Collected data

Segment Open

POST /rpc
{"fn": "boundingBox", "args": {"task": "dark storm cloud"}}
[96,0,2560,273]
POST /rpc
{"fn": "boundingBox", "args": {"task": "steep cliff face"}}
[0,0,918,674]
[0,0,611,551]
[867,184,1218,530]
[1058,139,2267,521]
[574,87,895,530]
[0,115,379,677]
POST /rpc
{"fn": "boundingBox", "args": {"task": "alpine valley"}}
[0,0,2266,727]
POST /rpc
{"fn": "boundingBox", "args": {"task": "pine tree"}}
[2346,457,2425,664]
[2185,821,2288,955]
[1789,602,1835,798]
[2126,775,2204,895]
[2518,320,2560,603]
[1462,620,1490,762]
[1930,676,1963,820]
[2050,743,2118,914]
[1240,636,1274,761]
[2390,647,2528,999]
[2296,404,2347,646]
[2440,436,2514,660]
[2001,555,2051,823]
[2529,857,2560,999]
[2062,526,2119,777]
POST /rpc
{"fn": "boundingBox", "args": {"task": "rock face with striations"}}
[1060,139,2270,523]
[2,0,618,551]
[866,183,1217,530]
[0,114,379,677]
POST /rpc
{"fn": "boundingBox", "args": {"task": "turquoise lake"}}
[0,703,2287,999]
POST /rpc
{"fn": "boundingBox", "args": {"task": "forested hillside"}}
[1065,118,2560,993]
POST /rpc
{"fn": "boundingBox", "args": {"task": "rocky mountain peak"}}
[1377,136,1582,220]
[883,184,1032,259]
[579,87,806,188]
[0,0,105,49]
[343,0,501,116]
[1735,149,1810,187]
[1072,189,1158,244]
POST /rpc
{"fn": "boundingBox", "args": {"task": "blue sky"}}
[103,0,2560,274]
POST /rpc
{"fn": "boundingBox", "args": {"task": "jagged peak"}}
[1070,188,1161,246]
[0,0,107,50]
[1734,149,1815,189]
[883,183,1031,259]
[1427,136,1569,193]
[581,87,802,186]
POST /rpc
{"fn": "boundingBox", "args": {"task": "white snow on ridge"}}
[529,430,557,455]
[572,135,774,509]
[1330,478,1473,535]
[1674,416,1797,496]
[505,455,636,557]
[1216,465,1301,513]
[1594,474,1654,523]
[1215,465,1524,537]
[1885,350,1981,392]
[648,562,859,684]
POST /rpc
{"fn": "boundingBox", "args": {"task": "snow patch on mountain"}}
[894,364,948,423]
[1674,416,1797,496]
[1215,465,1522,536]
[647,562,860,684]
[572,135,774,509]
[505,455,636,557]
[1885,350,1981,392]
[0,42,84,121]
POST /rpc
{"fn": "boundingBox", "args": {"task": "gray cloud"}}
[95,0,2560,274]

Segment Closed

■ **Your instructions**
Could you set down every line above exactly as written?

■ **Finished task**
POST /rpc
{"fn": "boundingBox", "args": {"task": "dark storm cloud"}}
[96,0,2560,273]
POST /rpc
{"fn": "boundingBox", "args": {"task": "steep cliff face"}}
[0,0,918,674]
[0,0,611,551]
[867,184,1218,530]
[1058,139,2267,521]
[574,87,895,530]
[0,115,379,677]
POST /rpc
{"fn": "boundingBox", "args": {"task": "alpine valley"}}
[0,0,2266,727]
POST /rpc
{"fn": "boundingBox", "args": {"task": "pine tree"}}
[2346,457,2425,664]
[2185,821,2288,955]
[1789,602,1835,798]
[2126,775,2204,895]
[2518,320,2560,603]
[1462,620,1490,762]
[1930,676,1963,820]
[2050,743,2118,914]
[1240,636,1274,761]
[2390,647,2528,999]
[2296,404,2347,646]
[2440,436,2514,660]
[2001,555,2051,823]
[2529,857,2560,999]
[2062,526,2119,777]
POST /rpc
{"fn": "boundingBox", "args": {"task": "rock face with striations"}}
[1060,139,2270,523]
[2,0,618,551]
[866,183,1217,530]
[0,114,379,677]
POST /rpc
{"fn": "boundingBox", "args": {"task": "turquoise lake"}}
[0,703,2287,999]
POST /rpc
{"fn": "boundingBox", "args": {"task": "forested hillside"}}
[1065,118,2560,993]
POST /rpc
{"fn": "boundingBox", "args": {"task": "rocky mountain peak"}}
[1377,136,1582,220]
[883,184,1032,259]
[579,87,806,188]
[0,0,105,49]
[343,0,501,116]
[1735,149,1810,187]
[1072,189,1158,244]
POST /rpc
{"fn": "boundingBox", "args": {"task": "blue sky"}}
[103,0,2560,274]
POST /rpc
{"fn": "boundingBox", "args": {"task": "jagged peak"}}
[1070,188,1161,246]
[0,0,107,50]
[1734,149,1815,189]
[883,183,1031,259]
[1427,136,1569,193]
[581,87,802,186]
POST /rpc
{"fn": "boundingBox", "args": {"task": "white snow on ridge"}}
[529,430,557,455]
[572,135,774,509]
[1330,478,1473,535]
[1674,416,1797,496]
[505,455,636,557]
[1216,465,1301,513]
[1594,474,1654,523]
[1215,465,1524,537]
[1885,350,1981,392]
[648,562,859,684]
POST /rpc
{"fn": "boundingBox", "args": {"task": "snow patch on mountain"}}
[894,364,948,423]
[1674,416,1797,496]
[1215,465,1522,536]
[647,562,860,684]
[572,135,774,509]
[505,455,636,557]
[1885,350,1981,392]
[0,42,84,121]
POST /rpc
{"fn": "boundingBox", "args": {"task": "gray cloud"}}
[95,0,2560,274]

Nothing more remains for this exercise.